WHAT IS ASKED.
Please quote, word for word, the lines of the listing from the line containing "Locate bride in" up to and including the line containing "[56,293,136,417]".

## start EXTRACTED INFORMATION

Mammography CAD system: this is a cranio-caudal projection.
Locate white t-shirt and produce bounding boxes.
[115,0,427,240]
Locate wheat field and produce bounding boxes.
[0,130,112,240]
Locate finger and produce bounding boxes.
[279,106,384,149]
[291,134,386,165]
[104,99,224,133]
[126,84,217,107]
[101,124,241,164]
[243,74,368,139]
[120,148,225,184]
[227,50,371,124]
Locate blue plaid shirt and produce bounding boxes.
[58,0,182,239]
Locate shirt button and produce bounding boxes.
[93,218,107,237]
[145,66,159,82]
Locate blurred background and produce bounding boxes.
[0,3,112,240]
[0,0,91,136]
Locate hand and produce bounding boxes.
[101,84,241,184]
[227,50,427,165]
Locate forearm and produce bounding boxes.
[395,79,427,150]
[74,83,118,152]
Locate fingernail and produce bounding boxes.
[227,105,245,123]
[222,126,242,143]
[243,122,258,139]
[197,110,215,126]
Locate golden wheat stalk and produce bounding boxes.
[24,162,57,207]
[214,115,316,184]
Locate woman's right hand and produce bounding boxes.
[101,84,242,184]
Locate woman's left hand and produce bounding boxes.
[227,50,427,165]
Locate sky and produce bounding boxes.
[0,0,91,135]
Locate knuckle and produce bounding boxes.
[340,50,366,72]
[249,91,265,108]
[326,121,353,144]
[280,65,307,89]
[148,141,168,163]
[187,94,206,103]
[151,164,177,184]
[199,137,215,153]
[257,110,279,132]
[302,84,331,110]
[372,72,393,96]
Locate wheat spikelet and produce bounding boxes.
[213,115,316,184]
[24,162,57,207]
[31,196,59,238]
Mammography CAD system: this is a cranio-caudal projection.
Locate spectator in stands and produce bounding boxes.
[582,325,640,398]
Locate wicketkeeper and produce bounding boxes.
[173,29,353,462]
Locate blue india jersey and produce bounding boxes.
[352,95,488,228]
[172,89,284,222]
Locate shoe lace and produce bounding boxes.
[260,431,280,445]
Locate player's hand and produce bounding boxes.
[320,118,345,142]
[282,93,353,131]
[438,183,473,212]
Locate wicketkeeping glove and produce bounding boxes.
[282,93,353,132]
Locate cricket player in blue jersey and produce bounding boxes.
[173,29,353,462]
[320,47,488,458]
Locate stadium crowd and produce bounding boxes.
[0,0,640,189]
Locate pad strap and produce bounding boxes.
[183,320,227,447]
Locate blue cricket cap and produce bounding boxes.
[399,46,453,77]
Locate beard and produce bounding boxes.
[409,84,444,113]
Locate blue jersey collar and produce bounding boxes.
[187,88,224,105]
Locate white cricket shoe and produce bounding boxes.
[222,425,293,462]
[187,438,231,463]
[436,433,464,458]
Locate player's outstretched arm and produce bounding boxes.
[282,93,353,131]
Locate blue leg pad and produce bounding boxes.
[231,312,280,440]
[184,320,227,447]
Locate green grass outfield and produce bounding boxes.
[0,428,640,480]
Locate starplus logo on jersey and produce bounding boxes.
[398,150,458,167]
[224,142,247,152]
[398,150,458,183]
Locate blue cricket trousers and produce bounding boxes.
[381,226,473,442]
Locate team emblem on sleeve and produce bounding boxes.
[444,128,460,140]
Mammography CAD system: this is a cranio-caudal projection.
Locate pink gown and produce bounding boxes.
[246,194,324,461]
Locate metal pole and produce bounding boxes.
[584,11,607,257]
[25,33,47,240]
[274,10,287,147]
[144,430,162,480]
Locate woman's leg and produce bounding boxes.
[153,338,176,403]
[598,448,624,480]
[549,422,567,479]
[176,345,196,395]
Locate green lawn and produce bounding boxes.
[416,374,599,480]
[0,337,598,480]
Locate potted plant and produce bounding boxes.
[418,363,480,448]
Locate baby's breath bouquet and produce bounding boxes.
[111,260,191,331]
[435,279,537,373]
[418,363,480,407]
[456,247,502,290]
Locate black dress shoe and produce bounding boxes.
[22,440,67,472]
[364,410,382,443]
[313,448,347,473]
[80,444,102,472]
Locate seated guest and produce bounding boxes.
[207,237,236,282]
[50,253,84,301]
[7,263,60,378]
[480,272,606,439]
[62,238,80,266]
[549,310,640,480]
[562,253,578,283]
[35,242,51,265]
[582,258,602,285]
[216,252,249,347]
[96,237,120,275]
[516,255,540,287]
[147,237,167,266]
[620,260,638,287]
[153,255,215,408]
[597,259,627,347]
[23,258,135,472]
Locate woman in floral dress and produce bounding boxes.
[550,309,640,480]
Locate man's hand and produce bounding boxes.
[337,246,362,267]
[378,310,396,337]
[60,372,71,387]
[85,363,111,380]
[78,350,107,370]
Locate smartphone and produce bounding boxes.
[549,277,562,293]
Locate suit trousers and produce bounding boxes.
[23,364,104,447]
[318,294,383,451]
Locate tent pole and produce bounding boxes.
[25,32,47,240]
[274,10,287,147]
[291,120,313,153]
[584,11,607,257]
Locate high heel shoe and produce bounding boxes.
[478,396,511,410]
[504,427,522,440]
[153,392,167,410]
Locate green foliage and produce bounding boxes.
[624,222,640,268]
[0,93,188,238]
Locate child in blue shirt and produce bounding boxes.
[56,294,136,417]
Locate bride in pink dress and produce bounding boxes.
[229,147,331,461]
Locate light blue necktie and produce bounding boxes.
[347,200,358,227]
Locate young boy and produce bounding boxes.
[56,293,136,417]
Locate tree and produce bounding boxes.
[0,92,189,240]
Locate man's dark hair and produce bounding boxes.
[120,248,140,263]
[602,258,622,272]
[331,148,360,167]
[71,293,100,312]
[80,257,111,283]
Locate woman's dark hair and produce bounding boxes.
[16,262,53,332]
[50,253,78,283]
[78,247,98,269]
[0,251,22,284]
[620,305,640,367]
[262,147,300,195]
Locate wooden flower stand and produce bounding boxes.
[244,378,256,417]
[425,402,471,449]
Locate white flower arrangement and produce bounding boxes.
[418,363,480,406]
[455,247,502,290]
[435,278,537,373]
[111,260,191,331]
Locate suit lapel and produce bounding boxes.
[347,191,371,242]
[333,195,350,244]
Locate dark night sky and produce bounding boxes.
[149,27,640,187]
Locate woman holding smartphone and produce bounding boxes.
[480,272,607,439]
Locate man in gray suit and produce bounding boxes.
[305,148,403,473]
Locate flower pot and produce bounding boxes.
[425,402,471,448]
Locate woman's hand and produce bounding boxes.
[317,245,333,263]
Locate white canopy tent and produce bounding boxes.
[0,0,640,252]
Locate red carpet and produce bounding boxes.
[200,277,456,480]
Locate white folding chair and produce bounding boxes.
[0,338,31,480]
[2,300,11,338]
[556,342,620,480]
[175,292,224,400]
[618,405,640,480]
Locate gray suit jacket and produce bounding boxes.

## end EXTRACTED INFORMATION
## start EXTRACTED INFORMATION

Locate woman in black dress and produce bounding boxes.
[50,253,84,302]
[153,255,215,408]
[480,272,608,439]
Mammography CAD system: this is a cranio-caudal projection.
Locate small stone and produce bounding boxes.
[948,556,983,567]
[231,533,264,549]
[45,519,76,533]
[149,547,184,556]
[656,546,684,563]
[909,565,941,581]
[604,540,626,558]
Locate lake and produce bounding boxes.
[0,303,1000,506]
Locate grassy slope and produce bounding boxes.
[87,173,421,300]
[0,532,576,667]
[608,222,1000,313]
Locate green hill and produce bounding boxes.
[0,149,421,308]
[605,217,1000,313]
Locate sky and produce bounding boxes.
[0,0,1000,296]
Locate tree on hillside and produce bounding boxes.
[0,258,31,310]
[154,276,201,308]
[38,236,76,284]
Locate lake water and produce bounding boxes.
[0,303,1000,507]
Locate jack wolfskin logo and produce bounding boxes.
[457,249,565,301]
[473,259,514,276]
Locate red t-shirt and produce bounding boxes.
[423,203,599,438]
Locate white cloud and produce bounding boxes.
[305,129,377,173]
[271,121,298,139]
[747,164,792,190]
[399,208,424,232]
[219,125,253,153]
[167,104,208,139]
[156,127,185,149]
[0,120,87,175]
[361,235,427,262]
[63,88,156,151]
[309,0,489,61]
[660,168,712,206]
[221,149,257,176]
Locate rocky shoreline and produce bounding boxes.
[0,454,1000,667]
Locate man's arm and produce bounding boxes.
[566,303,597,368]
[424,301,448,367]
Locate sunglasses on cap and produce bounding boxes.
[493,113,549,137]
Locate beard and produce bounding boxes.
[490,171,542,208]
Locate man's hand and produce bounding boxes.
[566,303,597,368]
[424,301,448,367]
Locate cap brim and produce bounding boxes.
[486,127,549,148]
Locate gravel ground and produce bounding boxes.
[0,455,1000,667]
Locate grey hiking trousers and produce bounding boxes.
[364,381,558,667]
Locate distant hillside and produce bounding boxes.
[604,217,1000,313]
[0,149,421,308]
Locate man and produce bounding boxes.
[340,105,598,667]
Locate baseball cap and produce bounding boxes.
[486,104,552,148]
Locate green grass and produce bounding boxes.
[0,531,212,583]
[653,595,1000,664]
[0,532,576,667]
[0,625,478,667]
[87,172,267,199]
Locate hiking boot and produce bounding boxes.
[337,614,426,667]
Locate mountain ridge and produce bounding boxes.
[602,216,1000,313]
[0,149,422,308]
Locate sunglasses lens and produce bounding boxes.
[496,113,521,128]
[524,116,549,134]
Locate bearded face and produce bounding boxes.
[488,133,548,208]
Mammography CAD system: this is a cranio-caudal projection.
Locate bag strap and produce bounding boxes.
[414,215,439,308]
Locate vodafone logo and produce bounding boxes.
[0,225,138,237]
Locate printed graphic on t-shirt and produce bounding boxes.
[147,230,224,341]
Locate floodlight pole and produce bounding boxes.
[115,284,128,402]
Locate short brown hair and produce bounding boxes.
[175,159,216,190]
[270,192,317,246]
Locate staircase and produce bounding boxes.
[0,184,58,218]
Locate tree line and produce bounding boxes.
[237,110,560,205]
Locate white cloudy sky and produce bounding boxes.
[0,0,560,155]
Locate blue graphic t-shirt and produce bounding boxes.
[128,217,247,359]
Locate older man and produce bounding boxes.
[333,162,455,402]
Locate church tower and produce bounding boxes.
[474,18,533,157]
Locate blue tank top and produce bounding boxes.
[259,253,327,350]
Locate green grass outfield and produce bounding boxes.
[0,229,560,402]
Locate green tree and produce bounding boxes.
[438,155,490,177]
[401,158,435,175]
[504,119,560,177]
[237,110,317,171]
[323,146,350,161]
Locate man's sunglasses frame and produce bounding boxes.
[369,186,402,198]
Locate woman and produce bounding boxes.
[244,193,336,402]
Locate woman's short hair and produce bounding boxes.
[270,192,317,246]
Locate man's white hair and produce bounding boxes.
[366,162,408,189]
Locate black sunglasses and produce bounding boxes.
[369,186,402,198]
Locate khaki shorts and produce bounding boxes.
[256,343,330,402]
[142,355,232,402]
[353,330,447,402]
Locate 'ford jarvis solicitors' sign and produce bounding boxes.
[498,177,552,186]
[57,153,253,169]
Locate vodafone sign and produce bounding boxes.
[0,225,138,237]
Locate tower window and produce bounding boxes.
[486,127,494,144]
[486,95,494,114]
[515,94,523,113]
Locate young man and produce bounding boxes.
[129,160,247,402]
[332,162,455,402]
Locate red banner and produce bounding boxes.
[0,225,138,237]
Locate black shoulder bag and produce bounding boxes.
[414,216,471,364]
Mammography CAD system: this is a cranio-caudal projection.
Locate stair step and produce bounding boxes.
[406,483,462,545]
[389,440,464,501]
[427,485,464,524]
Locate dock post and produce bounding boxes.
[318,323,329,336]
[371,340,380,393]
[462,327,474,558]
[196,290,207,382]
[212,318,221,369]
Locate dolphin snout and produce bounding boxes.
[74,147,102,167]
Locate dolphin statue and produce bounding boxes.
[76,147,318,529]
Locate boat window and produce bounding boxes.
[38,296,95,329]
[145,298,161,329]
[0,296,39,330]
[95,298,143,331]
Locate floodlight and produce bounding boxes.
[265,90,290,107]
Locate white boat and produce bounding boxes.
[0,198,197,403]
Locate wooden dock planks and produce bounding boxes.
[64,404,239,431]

## end EXTRACTED INFORMATION
## start EXTRACTED INFORMATION

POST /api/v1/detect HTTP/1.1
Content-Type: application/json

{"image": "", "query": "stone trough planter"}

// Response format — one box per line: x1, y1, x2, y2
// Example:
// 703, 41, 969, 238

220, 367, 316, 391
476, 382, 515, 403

## end EXTRACTED INFORMATION

ANSWER FOR THIS EXERCISE.
Locate bride in pink dress and produce bounding boxes.
[229,147,331,461]
Locate light blue necktie and produce bounding boxes.
[347,200,358,227]
Locate young boy and produce bounding boxes.
[56,293,136,417]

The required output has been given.